START Data under study

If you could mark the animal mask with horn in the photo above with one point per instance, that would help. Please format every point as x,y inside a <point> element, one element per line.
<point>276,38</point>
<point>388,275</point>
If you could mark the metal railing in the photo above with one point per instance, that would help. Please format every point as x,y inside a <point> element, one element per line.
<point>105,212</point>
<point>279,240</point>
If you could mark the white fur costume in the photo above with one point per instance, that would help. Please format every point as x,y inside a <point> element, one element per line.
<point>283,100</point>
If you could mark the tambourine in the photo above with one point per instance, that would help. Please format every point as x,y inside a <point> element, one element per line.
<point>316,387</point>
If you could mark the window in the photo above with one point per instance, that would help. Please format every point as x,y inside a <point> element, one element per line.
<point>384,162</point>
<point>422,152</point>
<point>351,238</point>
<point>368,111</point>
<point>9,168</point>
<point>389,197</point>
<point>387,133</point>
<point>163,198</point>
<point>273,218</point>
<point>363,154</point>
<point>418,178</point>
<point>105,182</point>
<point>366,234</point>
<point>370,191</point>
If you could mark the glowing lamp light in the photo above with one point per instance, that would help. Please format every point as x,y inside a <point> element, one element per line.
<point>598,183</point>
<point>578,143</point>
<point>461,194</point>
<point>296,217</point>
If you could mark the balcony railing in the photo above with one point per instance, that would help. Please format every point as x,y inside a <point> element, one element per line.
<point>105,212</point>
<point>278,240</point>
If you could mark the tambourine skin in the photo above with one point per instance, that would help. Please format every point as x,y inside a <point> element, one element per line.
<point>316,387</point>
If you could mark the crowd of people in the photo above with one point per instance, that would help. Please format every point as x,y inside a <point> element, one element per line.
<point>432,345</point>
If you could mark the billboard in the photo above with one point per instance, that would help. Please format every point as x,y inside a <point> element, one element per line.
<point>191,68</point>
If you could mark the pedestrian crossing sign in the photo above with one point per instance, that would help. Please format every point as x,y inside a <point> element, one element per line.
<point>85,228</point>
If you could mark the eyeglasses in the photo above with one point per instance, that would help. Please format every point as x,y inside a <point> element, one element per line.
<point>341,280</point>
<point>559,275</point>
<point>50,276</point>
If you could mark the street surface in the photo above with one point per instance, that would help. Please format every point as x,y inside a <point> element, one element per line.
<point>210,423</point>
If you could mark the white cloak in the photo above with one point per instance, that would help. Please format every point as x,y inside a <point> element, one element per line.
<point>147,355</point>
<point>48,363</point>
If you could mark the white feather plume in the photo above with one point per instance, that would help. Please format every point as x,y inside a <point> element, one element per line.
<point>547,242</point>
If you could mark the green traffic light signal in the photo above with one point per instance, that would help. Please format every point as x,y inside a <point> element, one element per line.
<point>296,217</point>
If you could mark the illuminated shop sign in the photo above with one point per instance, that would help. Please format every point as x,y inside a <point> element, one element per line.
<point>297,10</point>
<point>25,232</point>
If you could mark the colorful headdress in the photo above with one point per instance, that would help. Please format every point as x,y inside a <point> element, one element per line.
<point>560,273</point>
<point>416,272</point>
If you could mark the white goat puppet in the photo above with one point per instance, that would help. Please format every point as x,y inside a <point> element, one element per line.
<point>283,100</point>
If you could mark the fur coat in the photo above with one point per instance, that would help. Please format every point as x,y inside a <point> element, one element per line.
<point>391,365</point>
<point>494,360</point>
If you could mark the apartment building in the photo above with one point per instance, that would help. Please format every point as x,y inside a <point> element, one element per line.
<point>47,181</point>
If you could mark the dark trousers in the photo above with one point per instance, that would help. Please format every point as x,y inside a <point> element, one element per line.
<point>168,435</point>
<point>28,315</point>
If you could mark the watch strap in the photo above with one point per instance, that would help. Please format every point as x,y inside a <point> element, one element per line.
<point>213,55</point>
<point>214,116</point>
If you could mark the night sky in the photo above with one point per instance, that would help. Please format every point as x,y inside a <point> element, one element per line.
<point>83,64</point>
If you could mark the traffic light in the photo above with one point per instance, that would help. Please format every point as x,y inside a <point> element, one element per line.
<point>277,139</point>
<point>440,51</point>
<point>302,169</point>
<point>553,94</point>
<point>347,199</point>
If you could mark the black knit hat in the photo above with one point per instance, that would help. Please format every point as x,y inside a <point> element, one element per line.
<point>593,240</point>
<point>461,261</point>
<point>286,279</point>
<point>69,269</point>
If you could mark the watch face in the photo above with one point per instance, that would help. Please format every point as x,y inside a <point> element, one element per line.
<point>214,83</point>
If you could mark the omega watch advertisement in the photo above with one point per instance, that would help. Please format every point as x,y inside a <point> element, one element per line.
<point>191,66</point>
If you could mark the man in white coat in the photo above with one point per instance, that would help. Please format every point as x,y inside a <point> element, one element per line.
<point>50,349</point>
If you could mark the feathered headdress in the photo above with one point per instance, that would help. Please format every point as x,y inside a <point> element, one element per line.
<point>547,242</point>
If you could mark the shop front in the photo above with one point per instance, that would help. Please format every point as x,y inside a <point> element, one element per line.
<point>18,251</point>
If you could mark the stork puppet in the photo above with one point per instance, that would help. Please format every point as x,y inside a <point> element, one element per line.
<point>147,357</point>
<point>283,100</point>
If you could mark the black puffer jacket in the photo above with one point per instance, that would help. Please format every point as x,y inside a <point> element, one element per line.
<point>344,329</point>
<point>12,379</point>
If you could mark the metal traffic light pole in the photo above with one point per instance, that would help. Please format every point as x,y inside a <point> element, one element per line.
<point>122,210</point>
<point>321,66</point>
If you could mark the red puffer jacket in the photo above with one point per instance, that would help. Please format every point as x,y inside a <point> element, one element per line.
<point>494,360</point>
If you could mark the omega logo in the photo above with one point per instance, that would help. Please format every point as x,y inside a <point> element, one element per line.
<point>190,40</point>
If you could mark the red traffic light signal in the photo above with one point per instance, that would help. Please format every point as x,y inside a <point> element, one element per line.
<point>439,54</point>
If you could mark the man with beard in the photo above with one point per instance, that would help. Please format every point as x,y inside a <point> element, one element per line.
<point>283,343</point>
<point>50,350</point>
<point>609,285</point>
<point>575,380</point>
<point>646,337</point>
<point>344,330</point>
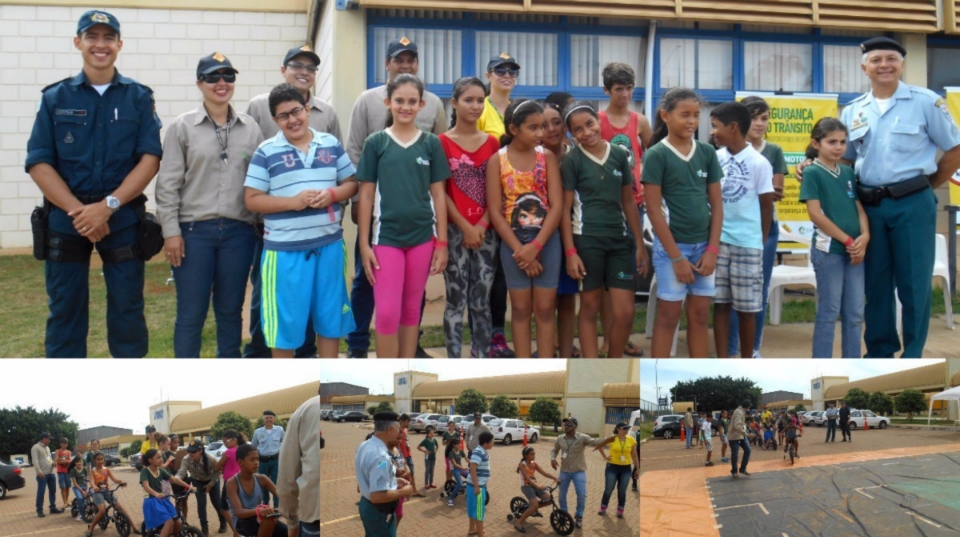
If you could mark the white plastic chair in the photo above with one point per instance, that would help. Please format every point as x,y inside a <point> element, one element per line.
<point>941,269</point>
<point>784,275</point>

END Data under study

Exercise description →
Retype all of the listing word for word and skip the pictures.

Reply →
If you could mark the animal mask with horn in the photo above with one point per instance, that would help. Please format every point as x,y inside a <point> element, one element per line.
<point>276,38</point>
<point>388,275</point>
If you could mark the metal railing in the photo above with one point per instance, that would help. Please format every point as x,y inside a <point> element, one element per line.
<point>105,212</point>
<point>279,240</point>
If you could mark the white fur costume in the photo above with one point per instance, that would help. Please format every point as x,y inside a <point> element, one element per line.
<point>283,100</point>
If you could mark the tambourine in the photo above with one point per instance, that would help. Please format every point as x,y inside a <point> element, one element per line.
<point>316,387</point>
If you could mark the window in the photo above with one point per instance, that would help. Please format every point as x,y inside a <point> element, one element per line.
<point>384,162</point>
<point>422,152</point>
<point>351,238</point>
<point>368,111</point>
<point>9,168</point>
<point>389,197</point>
<point>387,133</point>
<point>163,198</point>
<point>273,218</point>
<point>363,154</point>
<point>418,178</point>
<point>105,182</point>
<point>366,234</point>
<point>370,191</point>
If you could mark the glowing lamp light in the photo above with one point per instance, that would help. Please format every point as x,y inside a <point> element, one element per line.
<point>598,183</point>
<point>578,143</point>
<point>461,194</point>
<point>296,217</point>
If you could mark the balcony railing in the photo above with one point per instance, that would help. Please format every point as x,y inside a <point> element, one element per line.
<point>105,212</point>
<point>278,240</point>
If you could mark the tambourine skin in the photo above with one point per instance, that would help. Please format every point as x,y inside a <point> element, one element per line.
<point>316,387</point>
If you could mark the crowd of people in the photo above with one point per instance, that would help. Please format every point as x,y inside a <point> element, one element per line.
<point>432,345</point>
If you could mark the billboard in the photo above with one point per instance, that would help. Please format every point as x,y inside a <point> element, one element per line.
<point>191,68</point>
If you could mark the pedestrian crossing sign in the photo above with one point per instance, that would help. Please format every point as x,y inside a <point> element, one element per line.
<point>85,228</point>
If you could mark the eyeglasses in the photo above with one point per instance, that would help. Please format every point as x,y inside a <point> element, one element per line.
<point>341,280</point>
<point>559,275</point>
<point>50,276</point>
If you could mark the street surface in the photo above with one point per instance, that would help. Please format every point as x,y inside a <point> element, one element per line.
<point>210,423</point>
If you could mark the white cloak in the photo above with one point per instance, that would help. Please format every point as x,y inside a <point> element, one element per line.
<point>147,355</point>
<point>48,363</point>
If you could mark the white feather plume in the photo above with one point per instance, that would help. Please format every point as x,y inside a <point> element, one element per line.
<point>547,242</point>
If you could mark the green traffic light signal in the photo above with one point per instance, that would help. Please format every point as x,y inside a <point> element, one element per line.
<point>296,217</point>
If you could mark the illuminated shop sign in the photo above with one point per instance, that would help. Please format every point as x,y inside a <point> element, one element per line.
<point>297,10</point>
<point>25,232</point>
If you could mark the colorful headdress in the photo above with one point per instance, that would help. Please format every point as x,y inside a <point> element, one element per line.
<point>560,273</point>
<point>416,272</point>
If you could mark the white goat puppet in the photo above with one point per instance, that would help. Please format every point as x,y inside a <point> element, one element per line.
<point>283,100</point>
If you could mark the fur coat in the photo above with one point per instance, that would help. Please format every point as x,y inside a <point> element, one element per line.
<point>391,365</point>
<point>494,360</point>
If you could mark the apartment building in the photo above with one point per instance, that would help. Please format every point as x,y inside a <point> element, one element per line.
<point>47,181</point>
If you could mark the dark trousers in the photo above with one point per instance, that would help. Please format every point as x,y inside a <point> element, one element per line.
<point>168,435</point>
<point>28,315</point>
If you could mark the watch strap in the photo above with one point per instance, that would help. Please format every point as x,y inside a <point> element, one element per line.
<point>213,55</point>
<point>214,116</point>
If you could mark the night sky in the photo above with one point per instance, that would help. Please format every point as x,y inside a <point> element, one element per line.
<point>83,64</point>
If you could mark the traffic light in the photo above with one point per instance, that would help. Please format every point as x,y inside a <point> element, one element per line.
<point>277,139</point>
<point>440,51</point>
<point>302,169</point>
<point>553,94</point>
<point>347,199</point>
If you could mark the black knit hat in the photo above with one point per instance, that would help. Please format every point as x,y inside a <point> element, one element per line.
<point>593,240</point>
<point>461,261</point>
<point>286,279</point>
<point>69,269</point>
If you could mark the watch face in the photo above with one point per instance, that would help. Please format every point as x,y inside a <point> element, one element per line.
<point>214,83</point>
If you could mark the omega watch advertisement in the photo above with one point per instance, that would help. Please format every point as x,y inside a <point> element, one element per line.
<point>191,66</point>
If you could mark the man in white coat in the photo above with one point per instance, that would help. Please format every point as x,y inside a <point> element, one element per line.
<point>50,349</point>
If you could mark the feathered headdress in the photo above with one point per instance, that would help. Please format every point as x,y inside a <point> element, one element per line.
<point>547,242</point>
If you could mark the shop front in the photo above with one point per instance, that would help. Please format every point as x,y inside a <point> element, one element per line.
<point>18,251</point>
If you could mark the stork puppet in the photo above with one point per instance, that would help. Please format every point as x,y inside a <point> element, one element per line.
<point>147,357</point>
<point>283,100</point>
If you could mark the black puffer jacket in the photo above with one point per instance, that would help. Please format every point as x,y inside a <point> element, one element per line.
<point>344,329</point>
<point>12,379</point>
If you could mark the metal traffic light pole in the photo above with one point per instance, that would help. Please format every point as x,y inside a <point> element, one element per line.
<point>122,210</point>
<point>321,66</point>
If you could mark the red puffer jacket in the photo above with one point per instance, that would help. Please format every point as x,y inside a <point> element, one element per line.
<point>494,360</point>
If you could mark the omega logo in the photo above with one point per instance, that would help. Please format every point as x,y inside a <point> element, one element per line.
<point>190,40</point>
If you could mark the red traffic light signal in the photo above with one point per instance, that would help. Please format every point as x,y inside a <point> element, one element per line.
<point>439,54</point>
If you could mark the man with beard in the photo above with one point per instance, that would help. Please format every point as x,y inside a <point> element, one element per line.
<point>283,343</point>
<point>50,350</point>
<point>609,285</point>
<point>575,380</point>
<point>646,337</point>
<point>344,330</point>
If you could mark the white plastic chair in the photo above with one point per instance, that would help. Please format every point as x,y inside a <point> element, one element per line.
<point>941,269</point>
<point>784,275</point>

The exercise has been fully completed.